Output only the lines below from the one containing "positive clicks: (144, 101)" to the one containing "box: [5, 1, 459, 118]", exactly as written, both ends kept.

◆ **RECORDS**
· · · · · · ·

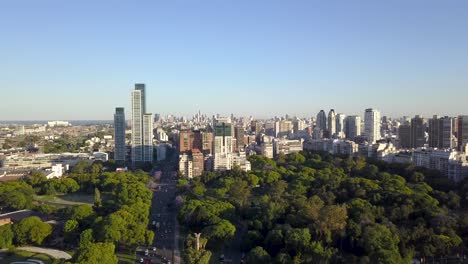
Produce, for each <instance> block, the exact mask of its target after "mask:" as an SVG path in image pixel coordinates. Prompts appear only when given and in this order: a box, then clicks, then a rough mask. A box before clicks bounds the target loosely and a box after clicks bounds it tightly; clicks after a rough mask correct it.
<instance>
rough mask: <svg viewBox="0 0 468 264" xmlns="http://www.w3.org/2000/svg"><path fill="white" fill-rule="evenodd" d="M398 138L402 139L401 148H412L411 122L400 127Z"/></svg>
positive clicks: (407, 123) (399, 128) (406, 148)
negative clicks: (410, 123) (411, 135)
mask: <svg viewBox="0 0 468 264" xmlns="http://www.w3.org/2000/svg"><path fill="white" fill-rule="evenodd" d="M398 138H399V140H400V148H405V149H409V148H411V125H410V124H409V123H405V124H402V125H400V126H399V127H398Z"/></svg>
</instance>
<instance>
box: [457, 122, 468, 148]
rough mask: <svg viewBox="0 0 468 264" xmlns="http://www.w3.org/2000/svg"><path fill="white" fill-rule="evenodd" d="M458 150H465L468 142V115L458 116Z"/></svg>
mask: <svg viewBox="0 0 468 264" xmlns="http://www.w3.org/2000/svg"><path fill="white" fill-rule="evenodd" d="M457 129H458V150H459V151H464V150H465V146H466V144H468V116H459V117H458V128H457Z"/></svg>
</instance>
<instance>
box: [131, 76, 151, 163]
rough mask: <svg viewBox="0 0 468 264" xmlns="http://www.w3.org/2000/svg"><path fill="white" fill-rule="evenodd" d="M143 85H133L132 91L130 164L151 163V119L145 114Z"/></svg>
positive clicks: (144, 101)
mask: <svg viewBox="0 0 468 264" xmlns="http://www.w3.org/2000/svg"><path fill="white" fill-rule="evenodd" d="M145 93H146V92H145V85H144V84H135V89H134V90H133V91H132V102H131V105H132V119H131V125H132V152H131V158H132V164H133V166H134V167H135V166H139V165H142V163H144V162H152V161H153V117H152V115H151V114H148V113H146V101H145V98H146V95H145Z"/></svg>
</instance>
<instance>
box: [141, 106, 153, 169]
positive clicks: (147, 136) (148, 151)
mask: <svg viewBox="0 0 468 264" xmlns="http://www.w3.org/2000/svg"><path fill="white" fill-rule="evenodd" d="M153 138H154V135H153V115H152V114H148V113H146V114H143V162H153V148H154V147H153Z"/></svg>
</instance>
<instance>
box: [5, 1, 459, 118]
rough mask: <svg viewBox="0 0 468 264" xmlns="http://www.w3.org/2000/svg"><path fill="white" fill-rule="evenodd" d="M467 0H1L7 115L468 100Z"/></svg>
mask: <svg viewBox="0 0 468 264" xmlns="http://www.w3.org/2000/svg"><path fill="white" fill-rule="evenodd" d="M467 14H468V1H462V0H453V1H442V0H438V1H432V0H410V1H408V0H394V1H375V0H368V1H359V0H353V1H347V0H341V1H335V0H322V1H315V0H303V1H299V0H291V1H286V0H282V1H275V0H265V1H261V0H253V1H252V0H248V1H247V0H245V1H244V0H231V1H228V0H216V1H209V0H203V1H202V0H186V1H180V0H166V1H156V0H148V1H133V0H132V1H130V0H128V1H102V0H99V1H96V0H93V1H87V0H80V1H63V0H56V1H50V0H41V1H37V0H29V1H25V0H9V1H8V0H5V1H1V2H0V91H1V93H0V120H31V119H112V118H113V117H112V115H113V112H114V108H115V107H116V106H124V107H126V110H127V114H128V110H129V105H130V91H131V89H132V88H133V83H135V82H144V83H146V84H147V90H148V91H147V95H148V97H147V99H148V102H147V104H148V109H149V111H151V112H153V113H162V114H167V113H175V114H184V115H189V114H193V113H194V112H195V111H197V110H198V109H200V110H202V111H204V112H206V113H210V114H211V113H221V114H227V113H231V112H233V113H235V114H242V115H245V114H250V113H251V114H253V115H254V116H259V117H265V116H272V115H282V114H285V113H289V114H290V115H299V116H315V115H316V113H317V112H318V111H319V110H320V109H326V110H327V111H328V109H330V108H334V109H335V110H336V111H337V112H344V113H347V114H362V113H363V111H364V109H365V108H366V107H374V108H377V109H380V110H381V111H382V114H384V115H389V116H399V115H414V114H417V113H422V114H423V115H425V116H429V115H432V114H433V113H437V114H441V115H445V114H447V115H456V114H460V113H464V114H468V15H467Z"/></svg>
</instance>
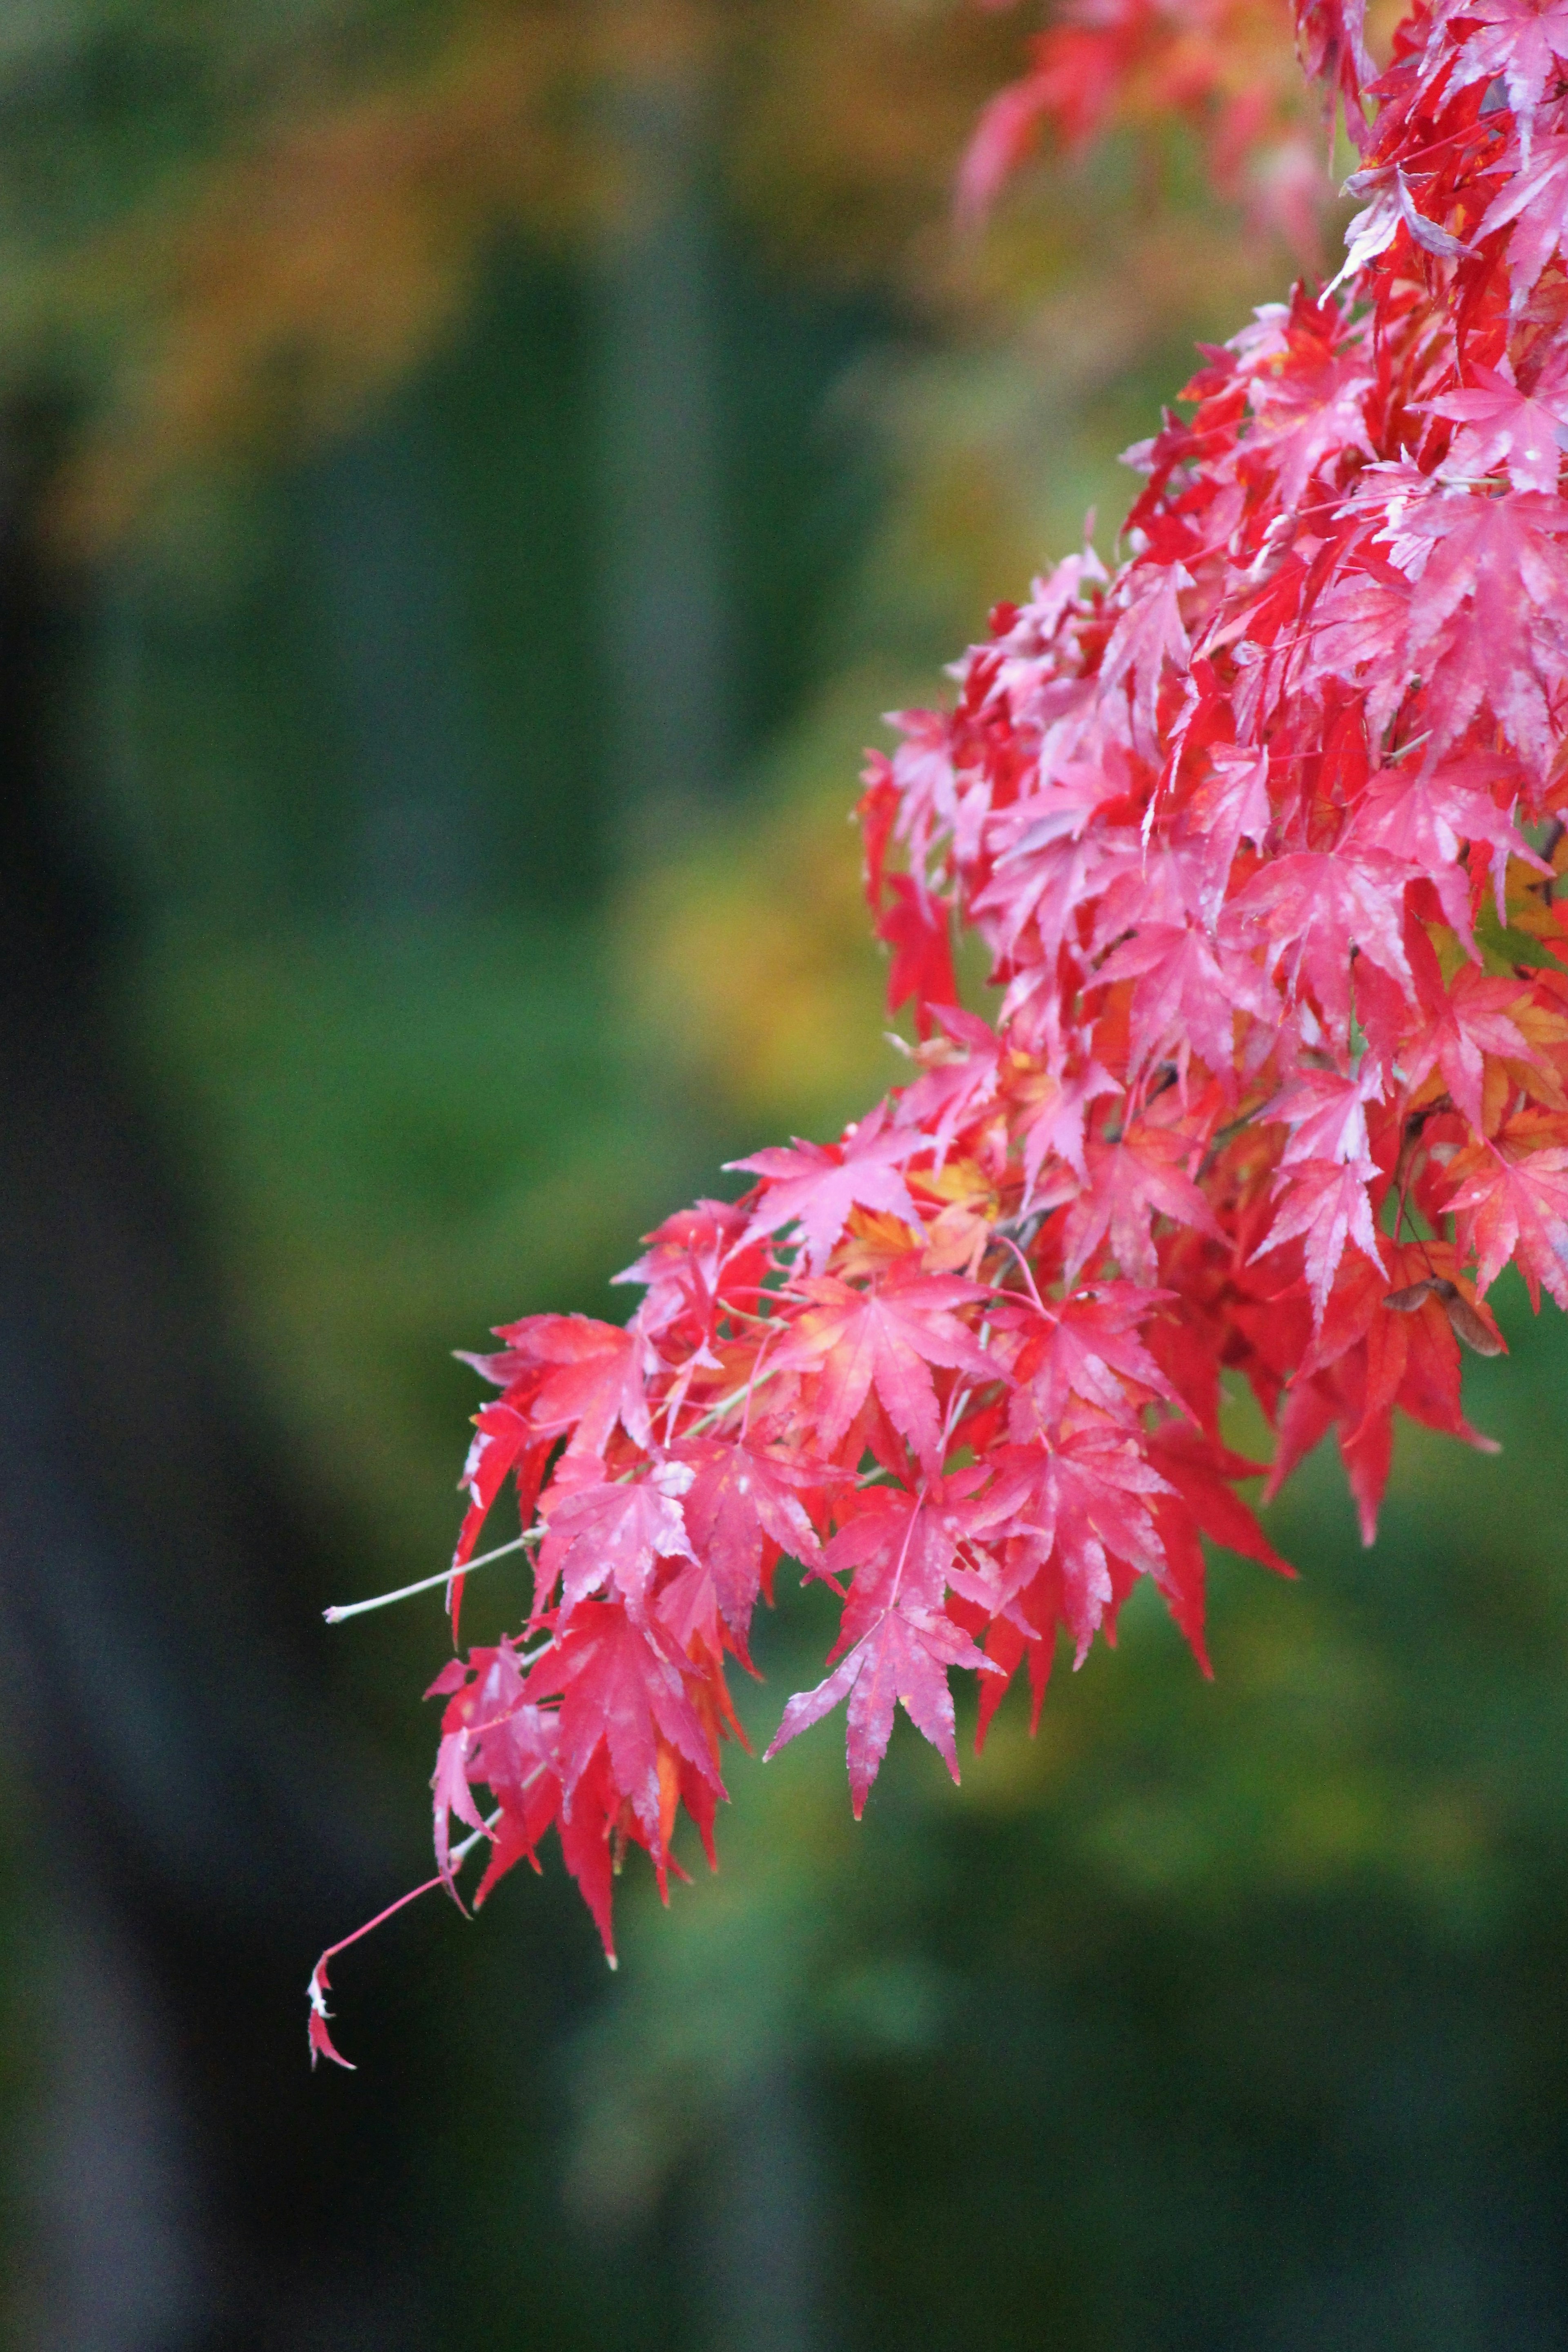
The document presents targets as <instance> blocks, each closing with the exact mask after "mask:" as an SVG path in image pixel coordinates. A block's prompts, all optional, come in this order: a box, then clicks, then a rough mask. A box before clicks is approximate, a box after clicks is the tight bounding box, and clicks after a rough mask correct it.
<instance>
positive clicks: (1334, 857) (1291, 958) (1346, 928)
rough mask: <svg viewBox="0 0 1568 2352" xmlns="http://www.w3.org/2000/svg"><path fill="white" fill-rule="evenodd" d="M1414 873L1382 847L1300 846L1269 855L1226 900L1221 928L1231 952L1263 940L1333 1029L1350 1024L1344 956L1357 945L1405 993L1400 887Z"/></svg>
mask: <svg viewBox="0 0 1568 2352" xmlns="http://www.w3.org/2000/svg"><path fill="white" fill-rule="evenodd" d="M1410 875H1413V868H1408V866H1403V863H1401V861H1399V858H1392V856H1389V854H1387V851H1385V849H1363V851H1361V854H1352V851H1349V849H1338V851H1319V849H1302V851H1295V854H1293V856H1284V858H1274V863H1272V866H1265V868H1262V870H1260V873H1258V875H1253V880H1251V882H1248V884H1246V889H1244V891H1241V894H1239V896H1237V898H1232V901H1229V906H1227V908H1225V915H1222V917H1220V931H1222V934H1225V936H1229V941H1232V943H1234V946H1237V948H1246V946H1248V943H1251V941H1253V938H1262V941H1267V967H1269V971H1276V969H1281V967H1284V971H1286V981H1288V988H1291V995H1295V993H1298V988H1300V985H1302V983H1305V985H1307V988H1312V993H1314V997H1316V1002H1319V1009H1321V1014H1324V1018H1326V1021H1328V1025H1331V1028H1333V1030H1345V1028H1347V1025H1349V957H1352V948H1359V950H1361V953H1363V955H1368V957H1371V960H1373V964H1378V967H1380V969H1382V971H1387V974H1389V976H1392V978H1394V981H1399V985H1401V988H1403V990H1406V993H1410V967H1408V962H1406V950H1403V887H1406V882H1408V880H1410Z"/></svg>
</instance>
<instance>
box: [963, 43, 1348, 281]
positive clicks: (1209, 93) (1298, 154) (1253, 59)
mask: <svg viewBox="0 0 1568 2352" xmlns="http://www.w3.org/2000/svg"><path fill="white" fill-rule="evenodd" d="M987 5H997V7H1009V5H1011V0H987ZM1298 35H1300V40H1298V47H1300V56H1302V64H1305V66H1307V73H1309V75H1312V78H1314V80H1324V82H1328V85H1331V87H1335V85H1338V82H1340V80H1342V82H1345V94H1347V99H1349V103H1356V99H1359V92H1361V85H1363V80H1366V82H1371V66H1368V61H1366V52H1363V47H1361V33H1359V24H1356V26H1354V28H1352V26H1349V24H1347V21H1345V19H1340V16H1338V14H1335V9H1333V7H1316V5H1312V7H1302V9H1300V12H1298ZM1168 120H1180V122H1185V125H1187V127H1190V129H1192V132H1197V136H1199V141H1201V151H1204V162H1206V167H1208V179H1211V181H1213V186H1215V191H1218V193H1220V195H1225V198H1229V200H1239V202H1241V205H1244V207H1246V214H1248V219H1251V223H1253V226H1255V228H1262V230H1269V233H1276V235H1281V238H1284V240H1286V242H1288V245H1291V247H1293V249H1295V252H1298V256H1300V259H1302V261H1319V254H1321V242H1319V221H1321V212H1324V207H1326V202H1328V198H1331V181H1328V172H1326V167H1324V141H1321V139H1316V136H1314V132H1312V120H1309V106H1307V92H1305V87H1302V75H1300V71H1298V61H1295V56H1293V47H1291V24H1288V9H1286V7H1281V0H1067V5H1065V7H1063V9H1058V12H1056V14H1053V21H1051V26H1046V31H1044V33H1037V35H1034V38H1032V42H1030V71H1027V73H1023V75H1020V78H1018V80H1016V82H1009V85H1006V89H999V92H997V96H994V99H990V103H987V106H985V108H983V113H980V122H978V125H976V134H973V139H971V143H969V151H966V155H964V165H961V172H959V214H961V216H966V219H971V221H978V219H983V216H985V214H987V212H990V207H992V202H994V200H997V193H999V191H1001V186H1004V183H1006V181H1009V179H1011V176H1013V172H1018V167H1020V165H1023V162H1025V160H1027V158H1030V155H1032V153H1034V148H1037V146H1039V141H1041V136H1044V134H1053V139H1056V143H1058V148H1060V151H1065V153H1067V155H1072V153H1081V151H1084V148H1088V146H1091V143H1093V141H1095V139H1098V136H1103V134H1105V132H1107V129H1112V127H1138V129H1150V127H1159V125H1161V122H1168Z"/></svg>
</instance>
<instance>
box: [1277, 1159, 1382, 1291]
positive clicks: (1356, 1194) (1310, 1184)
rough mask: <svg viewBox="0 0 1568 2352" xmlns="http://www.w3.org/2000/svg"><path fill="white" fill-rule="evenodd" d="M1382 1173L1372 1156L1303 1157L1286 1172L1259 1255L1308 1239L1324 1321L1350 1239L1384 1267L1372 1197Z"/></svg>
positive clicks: (1361, 1252) (1310, 1266) (1308, 1252)
mask: <svg viewBox="0 0 1568 2352" xmlns="http://www.w3.org/2000/svg"><path fill="white" fill-rule="evenodd" d="M1378 1174H1380V1169H1378V1167H1375V1164H1373V1162H1371V1160H1302V1162H1300V1164H1298V1167H1293V1169H1288V1171H1281V1178H1279V1192H1281V1207H1279V1209H1276V1211H1274V1223H1272V1225H1269V1230H1267V1232H1265V1237H1262V1242H1260V1244H1258V1249H1255V1251H1253V1258H1265V1256H1267V1254H1269V1251H1274V1249H1284V1244H1286V1242H1295V1240H1300V1242H1305V1256H1307V1289H1309V1291H1312V1310H1314V1315H1316V1319H1319V1322H1321V1317H1324V1305H1326V1301H1328V1291H1331V1289H1333V1277H1335V1270H1338V1265H1340V1258H1342V1256H1345V1247H1347V1242H1354V1244H1356V1249H1359V1251H1361V1254H1363V1256H1366V1258H1371V1261H1373V1265H1375V1268H1378V1270H1382V1256H1380V1254H1378V1228H1375V1225H1373V1207H1371V1200H1368V1195H1366V1188H1368V1183H1373V1181H1375V1178H1378Z"/></svg>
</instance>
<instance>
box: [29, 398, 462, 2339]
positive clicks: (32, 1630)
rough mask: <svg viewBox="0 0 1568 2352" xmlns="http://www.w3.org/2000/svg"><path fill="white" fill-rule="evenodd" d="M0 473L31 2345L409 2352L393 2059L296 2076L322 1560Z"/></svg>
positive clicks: (37, 526) (318, 1827)
mask: <svg viewBox="0 0 1568 2352" xmlns="http://www.w3.org/2000/svg"><path fill="white" fill-rule="evenodd" d="M49 440H52V430H49V421H47V419H45V416H12V419H9V421H7V430H5V447H2V452H0V456H2V477H0V762H2V771H5V790H2V793H0V1101H2V1105H5V1112H2V1120H0V1658H2V1668H0V1672H2V1698H5V1726H2V1731H0V1738H5V1745H7V1748H9V1750H12V1755H14V1762H16V1769H19V1773H21V1780H24V1788H26V1790H28V1792H31V1816H33V1830H31V1842H28V1853H31V1858H33V1863H35V1867H38V1875H40V1879H42V1898H40V1915H42V1919H45V1929H42V1940H45V1945H47V1950H45V1955H42V1962H40V1971H38V1980H40V2004H42V2016H40V2018H38V2025H40V2044H42V2049H40V2063H38V2082H40V2089H42V2107H45V2112H42V2117H40V2145H38V2159H35V2164H33V2166H31V2173H33V2180H35V2234H33V2258H31V2260H28V2291H26V2317H24V2343H28V2345H35V2347H40V2352H42V2347H47V2352H99V2347H101V2352H141V2347H158V2352H186V2347H193V2352H195V2347H205V2352H214V2347H270V2345H280V2347H282V2345H289V2347H306V2345H308V2347H315V2345H320V2347H336V2345H376V2347H395V2345H404V2343H409V2345H411V2343H421V2340H425V2328H423V2321H421V2317H418V2310H416V2303H414V2296H411V2281H409V2277H407V2265H404V2260H402V2258H400V2256H397V2251H395V2249H397V2225H400V2209H402V2204H404V2194H407V2183H404V2157H402V2147H404V2140H407V2124H409V2107H411V2098H414V2089H411V2079H409V2072H407V2070H404V2072H400V2070H395V2067H381V2070H376V2074H360V2077H355V2082H353V2084H348V2082H341V2079H334V2082H313V2079H310V2074H308V2070H306V2060H303V2002H301V1994H303V1980H306V1973H308V1966H310V1959H313V1955H315V1945H320V1943H322V1936H324V1933H327V1931H341V1926H346V1924H350V1922H353V1919H355V1917H357V1905H362V1907H371V1905H374V1903H381V1900H386V1896H388V1893H390V1891H395V1870H397V1863H395V1860H393V1858H390V1856H388V1851H386V1849H383V1846H378V1844H374V1842H369V1844H367V1842H364V1839H350V1825H353V1823H362V1820H367V1818H371V1806H369V1797H367V1790H364V1788H357V1785H355V1788H350V1780H353V1778H355V1773H353V1771H350V1759H348V1757H346V1755H343V1750H341V1740H339V1738H336V1733H334V1731H329V1729H327V1726H329V1708H327V1703H324V1698H327V1693H324V1691H322V1689H317V1686H313V1682H315V1672H317V1670H313V1668H310V1665H308V1663H306V1661H308V1656H310V1653H303V1656H299V1658H296V1656H292V1653H289V1646H287V1625H289V1623H296V1625H301V1628H303V1625H306V1623H308V1621H306V1604H308V1599H310V1597H313V1592H317V1590H320V1581H322V1566H324V1564H322V1557H320V1545H317V1543H315V1541H313V1536H310V1534H308V1529H306V1524H303V1515H301V1510H299V1508H296V1505H294V1503H292V1498H289V1494H287V1482H284V1479H280V1475H277V1463H273V1461H268V1449H266V1444H263V1442H261V1444H259V1442H256V1421H254V1411H252V1409H249V1402H247V1395H244V1381H242V1374H235V1367H233V1357H230V1359H228V1362H226V1355H223V1348H221V1338H219V1317H216V1312H214V1301H212V1296H209V1291H207V1284H205V1279H202V1275H200V1268H197V1254H195V1247H193V1223H190V1218H188V1211H186V1204H183V1202H181V1192H179V1183H176V1181H174V1174H172V1169H169V1164H165V1157H162V1152H160V1148H158V1143H155V1141H153V1134H150V1131H148V1122H146V1120H143V1117H141V1112H139V1108H136V1103H134V1101H132V1098H129V1094H127V1084H125V1077H122V1070H120V1065H118V1054H115V1042H113V1037H115V1030H113V1021H110V1018H108V1004H106V976H108V971H110V964H108V955H106V950H108V946H110V934H113V920H115V906H113V894H110V891H108V889H106V887H103V880H101V877H94V875H89V873H87V868H85V863H82V858H80V854H75V851H73V847H71V823H68V814H66V811H68V804H71V793H68V779H66V774H63V713H66V708H68V701H71V691H73V668H75V663H78V661H80V642H82V590H78V588H68V586H66V583H63V581H61V579H59V576H52V574H49V569H47V564H45V562H42V555H40V543H38V513H40V499H42V492H45V485H47V473H49Z"/></svg>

· · · · · · ·

◆ **SOLUTION**
positive clicks: (144, 101)
mask: <svg viewBox="0 0 468 264" xmlns="http://www.w3.org/2000/svg"><path fill="white" fill-rule="evenodd" d="M145 93H146V92H145V85H144V84H135V89H134V90H133V91H132V102H131V105H132V119H131V125H132V152H131V158H132V164H133V166H134V167H135V166H139V165H142V163H144V162H152V161H153V117H152V115H151V114H148V113H146V101H145V98H146V95H145Z"/></svg>
</instance>
<instance>
box: [141, 106, 153, 169]
positive clicks: (147, 136) (148, 151)
mask: <svg viewBox="0 0 468 264" xmlns="http://www.w3.org/2000/svg"><path fill="white" fill-rule="evenodd" d="M153 138H154V135H153V115H152V114H148V113H146V114H143V162H153V148H154V147H153Z"/></svg>
</instance>
<instance>
box: [5, 1, 459, 118]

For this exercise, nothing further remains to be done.